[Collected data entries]
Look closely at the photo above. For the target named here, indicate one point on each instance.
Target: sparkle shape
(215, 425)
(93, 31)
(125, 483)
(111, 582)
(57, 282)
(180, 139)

--- Direction ---
Render every line of the listing above as a JSON list of strings, one string per line, skipping any blank lines.

--- Reply to the task ---
[
  "Look closely at the photo above. For the target named here, indicate one point on each instance.",
  "Target: sparkle shape",
  "(215, 425)",
  "(93, 31)",
  "(125, 483)",
  "(111, 582)",
  "(57, 282)",
  "(180, 139)"
]